Exercise → Quote the passage of the overclocking thread that opens with the words containing "CPU Arch : 1" and closes with "Model : IC7-MAX3(Intel i875P-ICH5)", copying it word for word.

# Help me overclock my IC7-MAX3



## Gack (Jan 16, 2010)

Yeah Its back to the glory days with this one, please help me overclock this babe.
SPECS:
Intel Pentium 4
Windows XP Home Edition SP3 (Build 2600)
CPU Arch : 1 CPU - 1 Cores - 2 Threads
CPU PSN : Intel Pentium 4 CPU 3.00GHz
CPU EXT : MMX, SSE (1, 2, 3)
CPUID : F.3.4 / Extended : F.3
CPU Cache : L1 : 12 / 16 KB - L2 : 1024 KB
Core : Prescott (90 nm) / Stepping : D0
Freq : 3007.02 MHz (200.47 * 15)
MB Brand : Abit
MB Model : IC7-MAX3(Intel i875P-ICH5)
NB : Intel i875P rev A2
SB : Intel 82801EB (ICH5) rev 02
GPU Type : ATI Radeon HD 4600 Series
GPU Clocks : Core 500 MHz / RAM 873 MHz
DirectX Version : 9.0c
RAM : 3072 MB DDR Single Channel
RAM Speed : 200.5 MHz (1:1) @ 3-4-4-8
Slot 1 : 1024MB (3200)
Slot 1 Manufacturer : PDP Systems
Slot 2 : 1024MB (3200)
Slot 2 Manufacturer : PDP Systems
Slot 3 : 512MB (4000)
Slot 3 Manufacturer : Corsair
Slot 4 : 512MB (4000)
Slot 4 Manufacturer : Corsair

BIOs/Softmenu image:
http://www.3dnews.ru/documents/7035/bios_over.jpg
http://www.meristation.com/EPORTAL_IMGS/GENERAL/hardware/IMG2-119649/overclock.gif

I've never overclocked anything before and I cant find a guide for this particular computer so if someone could please give me detailed instructions that would be awesome:tongue:

EDIT: here is my current sensor readings with factory default settings.
http://img63.imageshack.us/img63/1709/mbm5.png


----------



## Gack (Jan 16, 2010)

I guess I can only edit once, heres more updates on the system info


550 Watt power supply.

There are 5 case fans, 1 exhaust. and 1 PCI fan

there is a northbridge fan like this:
http://img480.imageshack.us/i/jts000601ev1.jpg/

and a CPU fan that looks like this: 









the video card has the ICEQ fan like this









this is the Nzxt lexa s case: 










FAN STRUCTURE:









here is my current sensor readings with factory default settings.








after playing an hour of DIRT2 on max settings with a FPS of 13 the temperatures were mostly unchanged with a 5 degree raise on CPU


----------



## Aus_Karlos (Mar 10, 2007)

Your Fan system is slightly wrong. Have the two top fans extracting the air. As hot air rises it will be easier to get rid of the heat from the case and the rear fan should be extracting heat aswell.
This should reduce some heat.


----------



## Gack (Jan 16, 2010)

heh i guess relocating my fans would be a good start


----------



## greenbrucelee (Apr 24, 2007)

Data entries →
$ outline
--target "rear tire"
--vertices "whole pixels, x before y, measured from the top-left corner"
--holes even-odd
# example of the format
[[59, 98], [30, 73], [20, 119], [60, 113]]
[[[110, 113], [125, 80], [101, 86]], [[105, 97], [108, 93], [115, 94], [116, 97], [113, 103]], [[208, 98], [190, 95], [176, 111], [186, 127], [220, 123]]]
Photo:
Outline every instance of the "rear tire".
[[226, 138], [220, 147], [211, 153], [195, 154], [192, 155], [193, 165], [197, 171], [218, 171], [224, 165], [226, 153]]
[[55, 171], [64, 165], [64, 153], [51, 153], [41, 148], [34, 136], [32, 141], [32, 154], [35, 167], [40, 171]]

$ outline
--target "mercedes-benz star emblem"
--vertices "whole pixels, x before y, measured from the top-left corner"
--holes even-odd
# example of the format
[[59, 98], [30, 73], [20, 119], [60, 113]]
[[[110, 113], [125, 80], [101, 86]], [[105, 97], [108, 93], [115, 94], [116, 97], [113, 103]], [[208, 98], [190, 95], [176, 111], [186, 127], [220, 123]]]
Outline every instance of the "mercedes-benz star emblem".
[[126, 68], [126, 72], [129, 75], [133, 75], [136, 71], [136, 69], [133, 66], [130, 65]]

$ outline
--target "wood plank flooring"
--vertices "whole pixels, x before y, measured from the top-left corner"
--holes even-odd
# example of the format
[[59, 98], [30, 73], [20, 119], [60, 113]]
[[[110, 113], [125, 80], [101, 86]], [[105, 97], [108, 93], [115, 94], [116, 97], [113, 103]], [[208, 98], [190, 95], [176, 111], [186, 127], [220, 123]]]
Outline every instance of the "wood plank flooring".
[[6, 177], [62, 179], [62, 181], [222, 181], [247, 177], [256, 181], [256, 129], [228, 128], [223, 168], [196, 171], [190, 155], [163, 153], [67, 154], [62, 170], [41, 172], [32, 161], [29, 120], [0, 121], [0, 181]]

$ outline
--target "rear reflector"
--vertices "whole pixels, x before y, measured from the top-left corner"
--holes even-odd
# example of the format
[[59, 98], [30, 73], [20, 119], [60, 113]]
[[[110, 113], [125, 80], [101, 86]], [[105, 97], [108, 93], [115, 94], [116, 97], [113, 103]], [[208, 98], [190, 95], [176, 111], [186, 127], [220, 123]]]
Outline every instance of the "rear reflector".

Output below →
CPU Arch : 1 CPU - 1 Cores - 2 Threads
CPU PSN : Intel Pentium 4 CPU 3.00GHz
CPU EXT : MMX, SSE (1, 2, 3)
CPUID : F.3.4 / Extended : F.3
CPU Cache : L1 : 12 / 16 KB - L2 : 1024 KB
Core : Prescott (90 nm) / Stepping : D0
Freq : 3007.02 MHz (200.47 * 15)
MB Brand : Abit
MB Model : IC7-MAX3(Intel i875P-ICH5)